Collection entries:
BEGIN
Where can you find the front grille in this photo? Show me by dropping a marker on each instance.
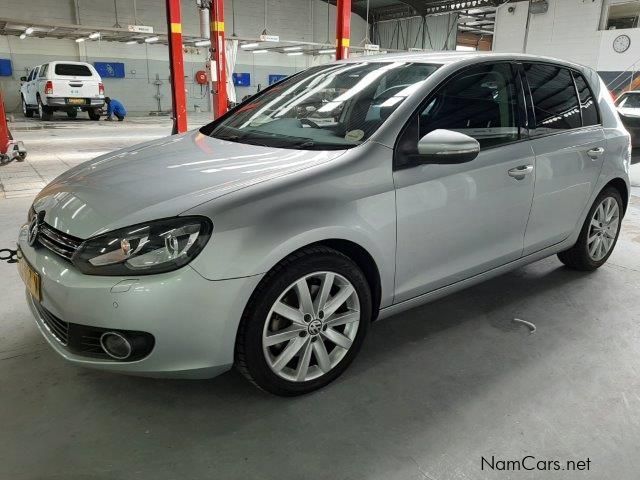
(58, 328)
(58, 242)
(85, 340)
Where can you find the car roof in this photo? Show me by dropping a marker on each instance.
(452, 57)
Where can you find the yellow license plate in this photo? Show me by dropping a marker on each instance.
(30, 277)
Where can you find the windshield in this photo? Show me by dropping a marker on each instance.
(629, 100)
(332, 107)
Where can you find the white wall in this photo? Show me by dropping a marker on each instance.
(569, 30)
(301, 20)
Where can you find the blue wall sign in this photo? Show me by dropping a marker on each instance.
(5, 67)
(110, 69)
(242, 79)
(276, 78)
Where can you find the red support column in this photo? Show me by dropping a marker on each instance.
(343, 29)
(218, 58)
(176, 65)
(5, 136)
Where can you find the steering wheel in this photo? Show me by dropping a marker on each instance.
(311, 123)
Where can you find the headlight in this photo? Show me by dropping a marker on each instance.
(143, 249)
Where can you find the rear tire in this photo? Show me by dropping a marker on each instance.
(599, 233)
(290, 342)
(44, 112)
(26, 111)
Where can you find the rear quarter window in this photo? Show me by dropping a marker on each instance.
(588, 105)
(72, 70)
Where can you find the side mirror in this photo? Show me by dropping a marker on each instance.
(447, 146)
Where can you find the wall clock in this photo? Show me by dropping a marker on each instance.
(621, 43)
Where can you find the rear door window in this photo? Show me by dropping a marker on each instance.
(555, 101)
(588, 105)
(72, 70)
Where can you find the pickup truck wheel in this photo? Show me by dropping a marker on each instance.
(44, 112)
(27, 112)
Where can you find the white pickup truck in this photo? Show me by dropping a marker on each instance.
(65, 86)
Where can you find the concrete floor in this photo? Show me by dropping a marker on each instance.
(433, 390)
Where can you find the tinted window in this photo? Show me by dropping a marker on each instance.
(554, 97)
(629, 100)
(71, 69)
(481, 103)
(587, 102)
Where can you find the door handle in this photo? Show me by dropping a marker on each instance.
(595, 153)
(520, 172)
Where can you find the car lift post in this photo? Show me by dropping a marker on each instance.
(218, 58)
(176, 66)
(9, 150)
(343, 29)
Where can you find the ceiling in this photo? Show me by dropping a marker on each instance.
(476, 16)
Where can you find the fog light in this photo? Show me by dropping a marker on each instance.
(116, 345)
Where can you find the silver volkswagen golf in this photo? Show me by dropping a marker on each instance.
(271, 238)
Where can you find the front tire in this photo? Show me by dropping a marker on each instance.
(305, 323)
(599, 233)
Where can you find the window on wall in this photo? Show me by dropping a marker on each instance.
(623, 15)
(554, 96)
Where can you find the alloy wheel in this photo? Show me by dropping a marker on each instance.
(311, 326)
(603, 229)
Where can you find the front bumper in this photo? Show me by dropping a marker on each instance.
(193, 320)
(64, 102)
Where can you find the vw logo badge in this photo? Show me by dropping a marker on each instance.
(32, 232)
(315, 327)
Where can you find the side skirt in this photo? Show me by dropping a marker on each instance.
(481, 277)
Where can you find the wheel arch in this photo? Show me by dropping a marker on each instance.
(365, 262)
(620, 185)
(357, 253)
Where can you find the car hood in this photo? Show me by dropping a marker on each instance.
(162, 178)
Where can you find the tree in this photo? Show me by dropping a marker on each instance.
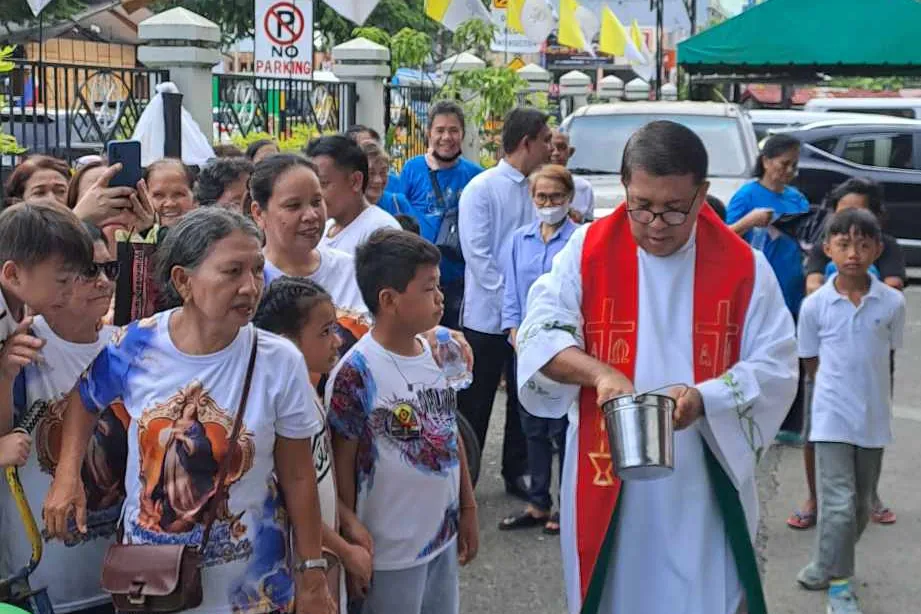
(18, 12)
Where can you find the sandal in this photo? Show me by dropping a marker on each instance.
(524, 520)
(801, 520)
(883, 515)
(552, 525)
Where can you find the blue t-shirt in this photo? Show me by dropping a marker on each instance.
(424, 207)
(783, 252)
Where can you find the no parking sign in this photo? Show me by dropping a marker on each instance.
(284, 38)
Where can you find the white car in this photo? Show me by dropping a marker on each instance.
(599, 133)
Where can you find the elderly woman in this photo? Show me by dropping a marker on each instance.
(224, 182)
(531, 255)
(180, 376)
(38, 177)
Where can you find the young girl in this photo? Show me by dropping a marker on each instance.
(169, 183)
(301, 310)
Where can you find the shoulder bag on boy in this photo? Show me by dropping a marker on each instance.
(163, 579)
(448, 239)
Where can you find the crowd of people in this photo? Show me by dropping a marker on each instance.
(291, 366)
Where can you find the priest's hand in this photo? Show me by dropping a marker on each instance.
(689, 406)
(610, 384)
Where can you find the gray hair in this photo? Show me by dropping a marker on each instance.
(189, 242)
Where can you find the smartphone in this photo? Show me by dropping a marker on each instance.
(128, 153)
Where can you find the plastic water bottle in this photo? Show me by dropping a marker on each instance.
(450, 356)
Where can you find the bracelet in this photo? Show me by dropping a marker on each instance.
(309, 564)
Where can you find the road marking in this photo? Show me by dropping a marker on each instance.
(908, 413)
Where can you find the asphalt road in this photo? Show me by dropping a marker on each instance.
(519, 572)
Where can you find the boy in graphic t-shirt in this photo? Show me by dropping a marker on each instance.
(43, 247)
(399, 461)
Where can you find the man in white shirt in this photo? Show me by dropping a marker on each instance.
(661, 294)
(493, 205)
(343, 170)
(583, 200)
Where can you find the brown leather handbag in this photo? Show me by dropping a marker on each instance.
(163, 579)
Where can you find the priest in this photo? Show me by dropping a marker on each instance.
(658, 294)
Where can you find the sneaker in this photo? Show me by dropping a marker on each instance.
(843, 603)
(812, 579)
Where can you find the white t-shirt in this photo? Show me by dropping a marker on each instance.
(583, 200)
(69, 569)
(851, 403)
(403, 414)
(182, 410)
(349, 238)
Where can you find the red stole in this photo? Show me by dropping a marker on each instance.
(724, 275)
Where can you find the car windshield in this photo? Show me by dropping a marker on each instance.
(600, 139)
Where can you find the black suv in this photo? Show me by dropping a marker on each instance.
(889, 154)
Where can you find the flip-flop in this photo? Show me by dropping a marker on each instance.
(883, 515)
(801, 520)
(523, 520)
(554, 519)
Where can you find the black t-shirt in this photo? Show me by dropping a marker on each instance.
(891, 263)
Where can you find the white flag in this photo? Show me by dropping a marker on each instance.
(38, 5)
(356, 11)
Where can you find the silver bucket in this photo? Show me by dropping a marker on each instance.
(641, 435)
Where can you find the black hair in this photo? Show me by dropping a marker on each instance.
(356, 129)
(93, 231)
(219, 173)
(862, 186)
(189, 242)
(255, 146)
(776, 145)
(447, 107)
(267, 172)
(390, 259)
(33, 232)
(859, 221)
(664, 148)
(408, 223)
(287, 303)
(519, 123)
(344, 152)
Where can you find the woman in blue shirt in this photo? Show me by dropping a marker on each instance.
(757, 204)
(529, 256)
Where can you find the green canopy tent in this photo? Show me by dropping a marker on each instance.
(800, 40)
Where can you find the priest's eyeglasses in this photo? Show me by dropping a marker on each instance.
(671, 217)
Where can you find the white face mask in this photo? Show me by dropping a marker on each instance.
(552, 215)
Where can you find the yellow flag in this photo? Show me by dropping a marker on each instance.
(436, 9)
(570, 33)
(513, 14)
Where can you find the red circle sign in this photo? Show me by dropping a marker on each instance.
(283, 23)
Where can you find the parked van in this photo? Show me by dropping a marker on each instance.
(909, 108)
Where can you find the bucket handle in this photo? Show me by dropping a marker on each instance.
(648, 392)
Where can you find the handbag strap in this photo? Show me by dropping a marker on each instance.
(221, 492)
(439, 195)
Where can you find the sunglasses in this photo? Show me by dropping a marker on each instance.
(111, 270)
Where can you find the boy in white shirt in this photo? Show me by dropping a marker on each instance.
(399, 460)
(43, 248)
(847, 330)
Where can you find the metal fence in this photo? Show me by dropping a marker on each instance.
(406, 111)
(69, 110)
(244, 104)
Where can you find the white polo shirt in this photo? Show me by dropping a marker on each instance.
(853, 343)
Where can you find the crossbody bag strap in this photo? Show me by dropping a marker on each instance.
(221, 491)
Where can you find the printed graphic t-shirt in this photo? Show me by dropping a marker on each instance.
(71, 569)
(402, 412)
(182, 410)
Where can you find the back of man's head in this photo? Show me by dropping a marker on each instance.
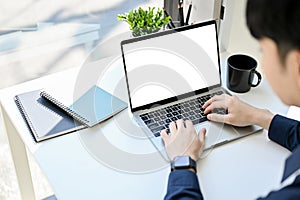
(278, 20)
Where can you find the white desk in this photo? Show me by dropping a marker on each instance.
(99, 163)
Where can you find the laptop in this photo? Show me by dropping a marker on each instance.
(170, 75)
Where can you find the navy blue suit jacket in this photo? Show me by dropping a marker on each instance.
END
Quote only the lines that start at the line holding "Where can you find the white polo" and end at the last line of the entries, including both of those lines, and omit every picture.

Task solution:
Where can you find the white polo shirt in this photo? Show me by dropping a marker on each instance.
(853, 343)
Where can you find the crossbody bag strap in this photo? Show me by dropping a marker on each instance.
(221, 491)
Where can you find the printed graphic t-shirt in this photo? Show me by dropping a marker on each instance.
(71, 569)
(402, 412)
(182, 410)
Where can you find the back of man's head in this photo? Show me by dropping a marker on each instance.
(278, 20)
Where can you find the white desk in this photo? Show me by dropping a marker on each instance.
(99, 163)
Where can you find the laptop in this photo? Show me by dropping a marker on each instance.
(170, 75)
Where can you find the navy blue suit jacket in this photo? Show me by dropping a marker on each instance.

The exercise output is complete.